◆ Directive:
Recast the listing as a JSON list of strings, one string per line with blank lines omitted, covering only the lines from the one containing "Can you find the woman" through the end of the listing.

___ Input records ___

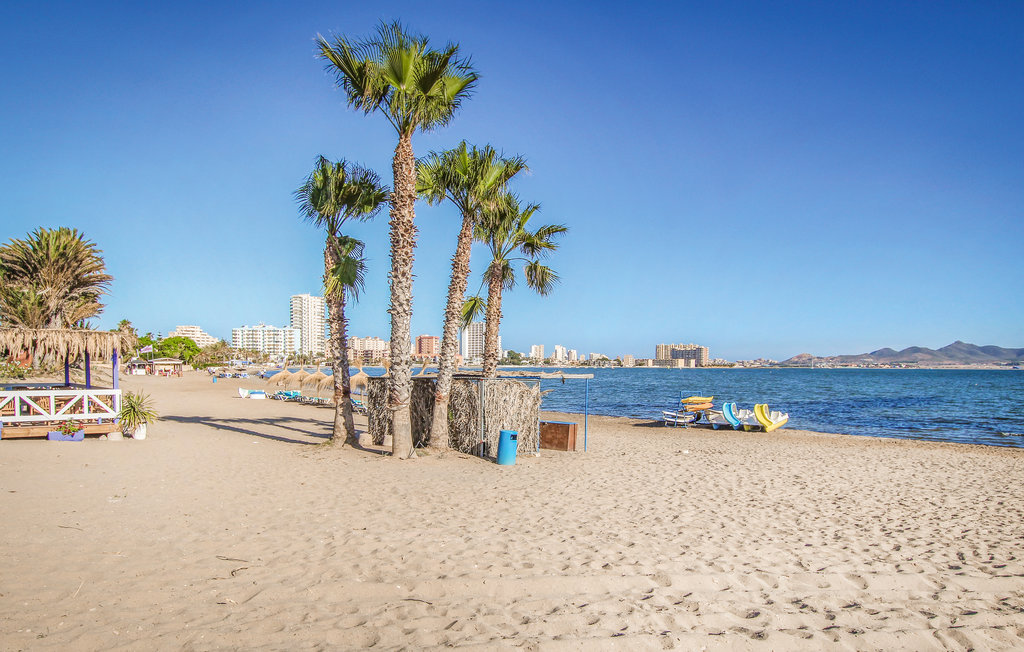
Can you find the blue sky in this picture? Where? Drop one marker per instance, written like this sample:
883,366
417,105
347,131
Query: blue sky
762,178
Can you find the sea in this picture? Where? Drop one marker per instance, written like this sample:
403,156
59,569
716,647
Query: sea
958,405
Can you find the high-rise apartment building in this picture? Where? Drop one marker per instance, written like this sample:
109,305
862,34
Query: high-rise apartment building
472,341
561,354
691,354
267,339
428,346
368,350
194,333
308,314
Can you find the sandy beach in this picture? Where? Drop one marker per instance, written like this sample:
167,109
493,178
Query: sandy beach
229,527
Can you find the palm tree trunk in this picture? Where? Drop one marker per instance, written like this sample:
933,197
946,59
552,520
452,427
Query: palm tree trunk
494,320
342,378
402,245
344,425
439,437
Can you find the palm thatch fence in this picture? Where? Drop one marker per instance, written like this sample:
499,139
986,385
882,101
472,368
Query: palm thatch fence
33,408
478,409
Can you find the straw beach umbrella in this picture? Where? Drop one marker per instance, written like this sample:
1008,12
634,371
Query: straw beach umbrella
281,376
326,384
358,380
295,380
314,380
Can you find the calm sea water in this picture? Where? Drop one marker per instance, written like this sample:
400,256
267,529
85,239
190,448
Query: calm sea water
962,405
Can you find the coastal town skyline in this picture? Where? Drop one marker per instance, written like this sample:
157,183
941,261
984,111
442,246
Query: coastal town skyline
829,179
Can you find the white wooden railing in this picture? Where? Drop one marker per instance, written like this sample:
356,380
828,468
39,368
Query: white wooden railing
35,405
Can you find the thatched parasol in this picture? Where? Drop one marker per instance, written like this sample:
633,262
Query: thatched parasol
313,380
280,377
295,380
55,343
358,381
326,384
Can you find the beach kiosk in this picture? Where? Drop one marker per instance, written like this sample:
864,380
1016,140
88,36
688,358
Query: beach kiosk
32,409
166,366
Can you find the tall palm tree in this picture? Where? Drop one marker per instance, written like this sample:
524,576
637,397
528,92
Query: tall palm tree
53,278
506,232
333,193
472,179
416,88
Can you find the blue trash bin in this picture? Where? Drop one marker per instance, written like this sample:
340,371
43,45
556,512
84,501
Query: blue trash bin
508,443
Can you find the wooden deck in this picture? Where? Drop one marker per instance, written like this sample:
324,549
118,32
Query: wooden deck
25,432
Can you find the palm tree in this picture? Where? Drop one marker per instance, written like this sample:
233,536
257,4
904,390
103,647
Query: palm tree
417,89
472,179
333,193
505,232
51,279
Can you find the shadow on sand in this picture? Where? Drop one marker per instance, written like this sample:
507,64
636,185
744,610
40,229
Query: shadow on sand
276,428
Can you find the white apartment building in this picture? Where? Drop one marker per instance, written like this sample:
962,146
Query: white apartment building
308,314
472,341
267,339
368,350
194,333
560,354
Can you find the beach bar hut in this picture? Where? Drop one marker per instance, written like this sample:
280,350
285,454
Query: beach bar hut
165,366
32,409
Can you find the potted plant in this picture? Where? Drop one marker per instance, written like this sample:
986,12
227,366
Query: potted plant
136,411
69,430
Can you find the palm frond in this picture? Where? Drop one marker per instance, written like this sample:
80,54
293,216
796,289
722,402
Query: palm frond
348,272
472,309
541,277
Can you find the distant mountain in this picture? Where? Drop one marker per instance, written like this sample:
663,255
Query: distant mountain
955,353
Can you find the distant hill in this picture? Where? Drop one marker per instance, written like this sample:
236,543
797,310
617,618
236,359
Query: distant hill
955,353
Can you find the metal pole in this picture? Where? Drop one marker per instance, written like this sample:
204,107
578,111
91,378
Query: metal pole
539,420
483,438
115,360
586,415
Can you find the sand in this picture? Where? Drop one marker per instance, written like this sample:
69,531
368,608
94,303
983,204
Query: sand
229,527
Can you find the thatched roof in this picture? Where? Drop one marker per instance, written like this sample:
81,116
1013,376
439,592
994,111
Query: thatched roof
56,343
295,380
279,378
313,379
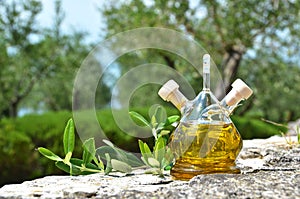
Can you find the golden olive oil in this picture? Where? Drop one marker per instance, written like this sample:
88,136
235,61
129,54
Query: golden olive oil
204,149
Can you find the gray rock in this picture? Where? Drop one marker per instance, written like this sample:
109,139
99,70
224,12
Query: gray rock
270,169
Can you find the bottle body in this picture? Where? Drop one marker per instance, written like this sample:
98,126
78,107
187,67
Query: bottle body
205,141
204,148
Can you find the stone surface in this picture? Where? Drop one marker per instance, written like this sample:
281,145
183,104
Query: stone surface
270,169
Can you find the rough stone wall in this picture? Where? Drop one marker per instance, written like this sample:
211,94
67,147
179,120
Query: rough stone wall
270,169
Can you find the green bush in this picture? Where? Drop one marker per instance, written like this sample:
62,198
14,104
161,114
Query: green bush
250,128
20,137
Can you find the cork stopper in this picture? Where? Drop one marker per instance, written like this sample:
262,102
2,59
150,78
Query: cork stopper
242,88
170,93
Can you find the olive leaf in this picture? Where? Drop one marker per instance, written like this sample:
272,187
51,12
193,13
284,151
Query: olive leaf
153,162
69,137
120,166
108,164
140,118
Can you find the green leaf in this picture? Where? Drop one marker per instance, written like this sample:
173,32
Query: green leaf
171,119
109,143
89,150
147,153
139,117
49,154
164,132
120,166
108,164
141,145
154,122
298,133
119,154
68,158
153,162
159,149
69,137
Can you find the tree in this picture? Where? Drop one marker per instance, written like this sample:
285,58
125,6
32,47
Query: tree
38,65
230,30
19,72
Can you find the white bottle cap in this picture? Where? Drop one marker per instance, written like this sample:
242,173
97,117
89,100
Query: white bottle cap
242,88
167,89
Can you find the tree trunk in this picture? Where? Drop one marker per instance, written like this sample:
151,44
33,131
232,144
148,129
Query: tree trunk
230,65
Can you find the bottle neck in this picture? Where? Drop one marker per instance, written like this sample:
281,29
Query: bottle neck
206,72
206,81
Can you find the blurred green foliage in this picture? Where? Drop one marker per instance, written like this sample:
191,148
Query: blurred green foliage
20,137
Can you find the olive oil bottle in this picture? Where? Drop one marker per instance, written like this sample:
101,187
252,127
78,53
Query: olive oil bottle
205,141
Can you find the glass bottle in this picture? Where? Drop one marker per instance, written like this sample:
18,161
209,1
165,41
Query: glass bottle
205,141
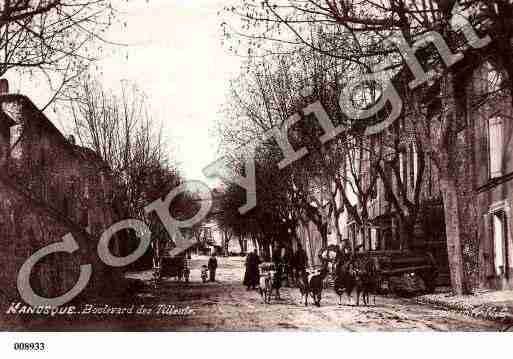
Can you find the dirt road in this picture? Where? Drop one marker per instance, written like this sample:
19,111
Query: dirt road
226,305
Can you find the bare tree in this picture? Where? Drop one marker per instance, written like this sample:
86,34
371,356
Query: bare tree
55,39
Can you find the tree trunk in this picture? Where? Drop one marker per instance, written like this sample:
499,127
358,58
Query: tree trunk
453,233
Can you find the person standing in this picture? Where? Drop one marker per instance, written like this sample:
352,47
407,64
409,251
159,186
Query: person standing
252,275
278,264
300,261
212,266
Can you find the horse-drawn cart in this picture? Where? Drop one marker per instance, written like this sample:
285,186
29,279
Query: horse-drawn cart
388,264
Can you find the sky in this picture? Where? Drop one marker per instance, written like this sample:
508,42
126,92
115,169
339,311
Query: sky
174,54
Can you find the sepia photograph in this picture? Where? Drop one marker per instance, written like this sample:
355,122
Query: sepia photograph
255,166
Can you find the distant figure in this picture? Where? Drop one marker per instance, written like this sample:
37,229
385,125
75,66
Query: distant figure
212,266
204,273
278,263
252,275
300,261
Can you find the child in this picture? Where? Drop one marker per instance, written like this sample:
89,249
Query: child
204,273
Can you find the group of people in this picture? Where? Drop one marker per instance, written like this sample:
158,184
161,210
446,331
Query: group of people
287,265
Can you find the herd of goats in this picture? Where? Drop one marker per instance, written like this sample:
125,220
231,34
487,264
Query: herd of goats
355,275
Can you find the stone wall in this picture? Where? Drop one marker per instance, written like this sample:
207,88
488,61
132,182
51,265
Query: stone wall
49,187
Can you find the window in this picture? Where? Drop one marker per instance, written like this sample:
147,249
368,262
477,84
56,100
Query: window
16,146
374,239
499,243
495,146
402,169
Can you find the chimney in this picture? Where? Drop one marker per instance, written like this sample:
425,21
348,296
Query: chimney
4,87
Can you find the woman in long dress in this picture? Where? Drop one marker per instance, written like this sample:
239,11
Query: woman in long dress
252,276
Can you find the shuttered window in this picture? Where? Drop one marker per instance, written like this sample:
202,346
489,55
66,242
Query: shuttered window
495,146
499,241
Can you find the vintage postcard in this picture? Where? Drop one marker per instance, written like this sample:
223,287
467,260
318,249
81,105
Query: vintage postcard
255,166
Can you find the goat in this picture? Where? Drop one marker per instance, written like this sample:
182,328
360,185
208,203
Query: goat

___

◆ Response to the task:
[
  "Can you find the woman in long dress in this picture? Where? Drop one marker per instance, written like this sample:",
  "239,11",
  "Query: woman in long dress",
  "252,276",
  "Can you find the shuttered window in this picture? Where? Drop one marker per instance, written like this sample:",
  "202,346",
  "489,55",
  "66,242",
  "Query: shuttered window",
  "495,146",
  "499,241",
  "Can you find the vintage postcard in this picture? Where? Drop one marker per instance, written like this sample:",
  "223,287",
  "467,260",
  "318,249",
  "81,105",
  "Query: vintage postcard",
  "255,166",
  "Can you find the goat in this picture? Where? Drop one marker per instance, written like this sample:",
  "182,328",
  "360,185",
  "208,203",
  "Query: goat"
]